## Aim:
Tally the lines of the records that contain the string "windshield" and reply with only that number.

## Records to process:

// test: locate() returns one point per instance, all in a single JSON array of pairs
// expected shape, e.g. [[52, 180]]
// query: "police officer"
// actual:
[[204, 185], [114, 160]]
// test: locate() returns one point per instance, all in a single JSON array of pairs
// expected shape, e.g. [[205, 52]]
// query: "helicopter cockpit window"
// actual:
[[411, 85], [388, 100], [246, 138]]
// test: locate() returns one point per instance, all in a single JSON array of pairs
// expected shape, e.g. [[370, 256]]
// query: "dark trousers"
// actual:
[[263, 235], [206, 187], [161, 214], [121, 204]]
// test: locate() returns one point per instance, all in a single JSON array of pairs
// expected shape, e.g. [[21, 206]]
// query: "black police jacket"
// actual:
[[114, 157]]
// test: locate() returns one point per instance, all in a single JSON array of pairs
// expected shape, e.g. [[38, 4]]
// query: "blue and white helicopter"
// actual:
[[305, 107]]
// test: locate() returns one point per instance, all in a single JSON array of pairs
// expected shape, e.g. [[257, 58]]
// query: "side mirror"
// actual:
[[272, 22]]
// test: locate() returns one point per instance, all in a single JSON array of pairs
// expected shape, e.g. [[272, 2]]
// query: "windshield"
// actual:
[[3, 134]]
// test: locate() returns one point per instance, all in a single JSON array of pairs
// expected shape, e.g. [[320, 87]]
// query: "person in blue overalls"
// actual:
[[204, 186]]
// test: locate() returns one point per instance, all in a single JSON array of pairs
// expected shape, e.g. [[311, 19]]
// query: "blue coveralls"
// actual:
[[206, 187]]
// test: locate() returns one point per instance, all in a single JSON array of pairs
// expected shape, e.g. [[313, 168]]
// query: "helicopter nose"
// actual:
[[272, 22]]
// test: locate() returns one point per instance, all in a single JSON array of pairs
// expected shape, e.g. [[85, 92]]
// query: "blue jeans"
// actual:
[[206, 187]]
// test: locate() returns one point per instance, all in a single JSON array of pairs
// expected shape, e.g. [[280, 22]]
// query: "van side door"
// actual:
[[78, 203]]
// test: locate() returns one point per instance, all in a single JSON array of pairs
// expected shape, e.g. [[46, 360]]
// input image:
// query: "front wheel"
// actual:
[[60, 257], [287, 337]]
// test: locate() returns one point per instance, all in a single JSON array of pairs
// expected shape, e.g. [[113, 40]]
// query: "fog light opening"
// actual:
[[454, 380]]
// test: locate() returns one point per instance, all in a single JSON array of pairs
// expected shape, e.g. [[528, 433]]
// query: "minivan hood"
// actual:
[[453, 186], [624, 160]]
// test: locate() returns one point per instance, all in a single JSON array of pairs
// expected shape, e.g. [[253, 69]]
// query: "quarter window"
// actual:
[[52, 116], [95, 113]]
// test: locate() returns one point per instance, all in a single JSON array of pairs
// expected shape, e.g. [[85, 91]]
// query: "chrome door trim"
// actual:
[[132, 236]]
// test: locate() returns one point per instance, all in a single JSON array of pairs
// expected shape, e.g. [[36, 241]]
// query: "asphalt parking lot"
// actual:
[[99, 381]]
* * *
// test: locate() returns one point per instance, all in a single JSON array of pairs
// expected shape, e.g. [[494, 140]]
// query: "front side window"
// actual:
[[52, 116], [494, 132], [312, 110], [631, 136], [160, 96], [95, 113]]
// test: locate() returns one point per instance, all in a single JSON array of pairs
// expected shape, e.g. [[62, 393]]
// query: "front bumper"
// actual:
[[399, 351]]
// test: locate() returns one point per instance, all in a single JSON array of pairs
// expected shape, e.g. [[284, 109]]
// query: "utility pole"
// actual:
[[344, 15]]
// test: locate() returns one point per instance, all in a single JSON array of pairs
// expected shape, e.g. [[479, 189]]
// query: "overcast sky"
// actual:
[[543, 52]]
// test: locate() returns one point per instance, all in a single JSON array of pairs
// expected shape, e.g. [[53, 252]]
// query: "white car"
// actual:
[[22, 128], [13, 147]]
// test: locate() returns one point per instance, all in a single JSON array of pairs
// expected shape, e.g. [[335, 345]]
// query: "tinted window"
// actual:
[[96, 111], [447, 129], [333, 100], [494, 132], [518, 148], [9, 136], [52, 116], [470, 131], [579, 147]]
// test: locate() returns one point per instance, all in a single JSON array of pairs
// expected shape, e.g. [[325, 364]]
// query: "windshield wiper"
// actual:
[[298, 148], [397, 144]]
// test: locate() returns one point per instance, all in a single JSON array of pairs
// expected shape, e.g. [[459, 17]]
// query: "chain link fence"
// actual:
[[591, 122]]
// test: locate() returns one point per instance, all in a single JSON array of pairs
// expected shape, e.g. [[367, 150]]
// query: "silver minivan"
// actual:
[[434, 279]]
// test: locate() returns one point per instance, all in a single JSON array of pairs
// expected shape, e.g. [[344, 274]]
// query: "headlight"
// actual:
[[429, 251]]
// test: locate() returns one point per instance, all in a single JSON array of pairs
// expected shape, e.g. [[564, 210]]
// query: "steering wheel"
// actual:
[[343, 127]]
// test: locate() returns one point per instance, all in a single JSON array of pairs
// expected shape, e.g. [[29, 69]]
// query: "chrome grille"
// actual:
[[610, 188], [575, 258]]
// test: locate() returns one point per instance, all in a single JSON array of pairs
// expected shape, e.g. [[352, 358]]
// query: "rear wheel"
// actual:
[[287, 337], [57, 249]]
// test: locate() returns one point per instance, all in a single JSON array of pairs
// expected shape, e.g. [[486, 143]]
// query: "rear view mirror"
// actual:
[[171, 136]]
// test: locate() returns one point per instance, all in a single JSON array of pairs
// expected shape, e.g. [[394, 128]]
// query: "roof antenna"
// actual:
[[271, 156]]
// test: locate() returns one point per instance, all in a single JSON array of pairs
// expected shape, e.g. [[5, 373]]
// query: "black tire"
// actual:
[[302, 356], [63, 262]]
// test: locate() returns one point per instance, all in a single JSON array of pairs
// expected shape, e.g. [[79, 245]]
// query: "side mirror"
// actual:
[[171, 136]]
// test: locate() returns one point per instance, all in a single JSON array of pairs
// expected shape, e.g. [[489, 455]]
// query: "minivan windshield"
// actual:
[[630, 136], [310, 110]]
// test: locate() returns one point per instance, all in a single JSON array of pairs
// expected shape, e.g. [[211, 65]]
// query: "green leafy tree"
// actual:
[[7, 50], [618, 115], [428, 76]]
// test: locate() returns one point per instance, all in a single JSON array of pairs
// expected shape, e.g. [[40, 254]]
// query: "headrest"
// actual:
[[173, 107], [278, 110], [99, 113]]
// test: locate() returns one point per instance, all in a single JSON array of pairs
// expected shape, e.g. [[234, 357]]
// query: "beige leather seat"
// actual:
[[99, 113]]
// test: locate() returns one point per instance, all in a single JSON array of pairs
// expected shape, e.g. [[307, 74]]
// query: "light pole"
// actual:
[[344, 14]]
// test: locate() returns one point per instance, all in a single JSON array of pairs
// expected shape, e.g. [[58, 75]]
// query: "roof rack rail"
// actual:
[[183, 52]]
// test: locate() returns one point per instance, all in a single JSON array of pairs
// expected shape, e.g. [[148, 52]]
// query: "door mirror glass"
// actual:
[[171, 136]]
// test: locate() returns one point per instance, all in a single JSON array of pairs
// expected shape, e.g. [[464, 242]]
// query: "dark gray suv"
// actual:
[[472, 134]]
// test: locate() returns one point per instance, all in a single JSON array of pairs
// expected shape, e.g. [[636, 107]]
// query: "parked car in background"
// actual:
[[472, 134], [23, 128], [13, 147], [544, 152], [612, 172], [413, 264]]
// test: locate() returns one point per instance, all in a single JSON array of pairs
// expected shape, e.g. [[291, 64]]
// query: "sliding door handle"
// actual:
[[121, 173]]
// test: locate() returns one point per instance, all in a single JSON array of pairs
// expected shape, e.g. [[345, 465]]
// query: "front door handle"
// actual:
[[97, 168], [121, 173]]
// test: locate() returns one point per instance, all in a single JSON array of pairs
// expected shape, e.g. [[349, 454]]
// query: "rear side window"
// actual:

## Response for this exercise:
3